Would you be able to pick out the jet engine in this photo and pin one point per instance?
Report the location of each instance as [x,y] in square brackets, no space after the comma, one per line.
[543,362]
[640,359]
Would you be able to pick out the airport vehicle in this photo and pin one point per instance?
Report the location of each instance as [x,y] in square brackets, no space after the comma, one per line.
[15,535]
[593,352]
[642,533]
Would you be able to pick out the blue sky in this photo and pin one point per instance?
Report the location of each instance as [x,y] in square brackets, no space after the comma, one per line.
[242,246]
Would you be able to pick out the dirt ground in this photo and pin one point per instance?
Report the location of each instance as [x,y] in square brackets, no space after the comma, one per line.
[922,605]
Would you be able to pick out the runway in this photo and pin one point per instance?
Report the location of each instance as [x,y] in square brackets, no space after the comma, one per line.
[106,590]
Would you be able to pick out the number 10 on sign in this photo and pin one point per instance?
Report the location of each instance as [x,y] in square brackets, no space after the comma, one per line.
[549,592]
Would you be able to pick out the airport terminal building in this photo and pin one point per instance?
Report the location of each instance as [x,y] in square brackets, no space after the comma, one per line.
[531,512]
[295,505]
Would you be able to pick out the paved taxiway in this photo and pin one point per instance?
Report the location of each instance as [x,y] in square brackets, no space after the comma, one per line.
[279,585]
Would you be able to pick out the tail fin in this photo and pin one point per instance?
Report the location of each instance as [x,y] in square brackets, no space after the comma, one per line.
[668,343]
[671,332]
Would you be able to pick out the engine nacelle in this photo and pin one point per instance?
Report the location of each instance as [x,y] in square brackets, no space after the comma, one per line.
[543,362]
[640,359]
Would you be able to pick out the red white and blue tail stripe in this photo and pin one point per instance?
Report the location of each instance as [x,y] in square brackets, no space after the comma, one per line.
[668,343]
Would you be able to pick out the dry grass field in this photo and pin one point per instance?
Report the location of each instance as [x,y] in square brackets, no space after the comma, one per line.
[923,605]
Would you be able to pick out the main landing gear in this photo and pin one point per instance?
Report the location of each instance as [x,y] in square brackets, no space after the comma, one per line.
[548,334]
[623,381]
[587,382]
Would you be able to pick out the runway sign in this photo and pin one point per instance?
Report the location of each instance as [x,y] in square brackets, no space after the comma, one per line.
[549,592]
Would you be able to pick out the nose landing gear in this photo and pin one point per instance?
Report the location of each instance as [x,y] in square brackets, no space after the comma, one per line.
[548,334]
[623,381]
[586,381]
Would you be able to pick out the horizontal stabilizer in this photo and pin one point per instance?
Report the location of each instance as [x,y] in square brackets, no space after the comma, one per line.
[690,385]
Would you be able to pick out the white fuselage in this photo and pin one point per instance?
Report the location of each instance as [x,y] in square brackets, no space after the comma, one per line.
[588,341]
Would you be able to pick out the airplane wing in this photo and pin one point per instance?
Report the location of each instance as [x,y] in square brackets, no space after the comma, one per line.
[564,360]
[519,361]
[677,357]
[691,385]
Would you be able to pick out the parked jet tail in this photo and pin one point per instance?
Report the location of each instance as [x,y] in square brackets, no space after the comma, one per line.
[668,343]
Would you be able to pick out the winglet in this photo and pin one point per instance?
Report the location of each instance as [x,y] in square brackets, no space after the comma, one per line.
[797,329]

· · ·

▶ Set task:
From the records above, extract every entry verbatim.

▶ The output:
Would you be able to pick out the jet engine in this photo and pin one point per instance?
Report the location of each instance as [x,y] in square brackets, no space after the comma, one per line.
[543,362]
[640,359]
Would you be able to pick out the airport vehicle in this photo and pin one point per instance?
Report the location of each instance as [x,y] in square brackets, no space after the comma, one per line.
[15,535]
[593,352]
[642,533]
Would you be able to pick out the blue sky in this photo and pin one point per instance?
Report the location of each instance as [x,y] in square brackets, no space after the comma, one per line.
[242,246]
Would you be able to pick out the dirt ground in this photo and pin one point per instance?
Report the location of each instance as [x,y] in square brackets, no space after the comma, one per line.
[922,605]
Would you be able to pick out the runway in this photo and pin one point per instance?
Report the location of each instance as [x,y] in square brackets, no space after the comma, one per line.
[106,590]
Would you be able to pick out the number 10 on sign in this photo and pin one point per instance?
Report the location of each instance as [x,y] in square brackets, no space after the comma, one per line.
[549,592]
Would you be able to pick out the airport terminal building in this photo and pin one point per instance?
Report the location of each instance as [x,y] in square brackets, no space after the comma, one per line.
[531,512]
[295,505]
Would you be able to pick out the paved taxiway in this photo and pin one point per instance?
Report the location of each instance as [x,y] in square brackets, no space after the comma, one per line.
[279,585]
Would you be able to pick out the tail fin in this photo and pin one point per instance?
Report the location of each instance as [x,y] in square brackets, no space after the comma, one per line.
[668,343]
[671,332]
Would you be able to pick out the engine nacelle in this photo and pin one point per instance?
Report the location of each instance as [x,y] in square brackets, no space after the comma, one per line.
[543,362]
[640,359]
Would you be able to pick out the red white and blue tail stripe in this photo and pin one point per instance?
Report the location of each instance as [x,y] in square brackets, no space after the comma, one per line.
[668,343]
Would you be able to pick out the dry grass field in this photo and pin one point per instance?
Report the location of each instance as [x,y] in square brackets, no space after the comma, one per line.
[923,605]
Would you be able to pick out the main landing gear in this photo and pin one point per instance?
Report the location of each instance as [x,y] in square brackets, no space after the comma, one per line.
[548,334]
[623,381]
[587,382]
Would you be able to pick out the runway sign in this photo and pin one point per instance?
Report the location of each instance as [x,y] in square brackets, no space after the comma, one per line.
[549,592]
Would you be able to pick out the nose landing gear in this photo and pin one point per instance?
Report the location of each instance as [x,y] in square brackets, no space after the comma, one per line.
[548,334]
[623,381]
[586,381]
Would you be able to pick out the horizontal stabilizer in this photo and pin one point per instance?
Report the location of each instance as [x,y] in square brackets, no space after the comma, one per line.
[690,385]
Would you be able to pick out the white fuselage in this photo and pin one point per instance?
Report the location of each instance as [x,y] in square brackets, no space after the comma, one per line.
[588,341]
Would you be able to pick out the airplane wing in this photo and pin one point per instance?
Report the location of each instance as [x,y] in square brackets, no space after the comma, one per line.
[564,360]
[519,361]
[677,357]
[691,385]
Would you be able to pick out the parked jet tail in this photo and pin one point per instance?
Report the location of each instance as [x,y] in square brackets, no space after the comma, one per line.
[668,343]
Would you be able to pick out the winglet in this photo and pin one point per instance?
Report the location of each instance as [x,y] in square brackets, no space after the comma, one per line.
[797,329]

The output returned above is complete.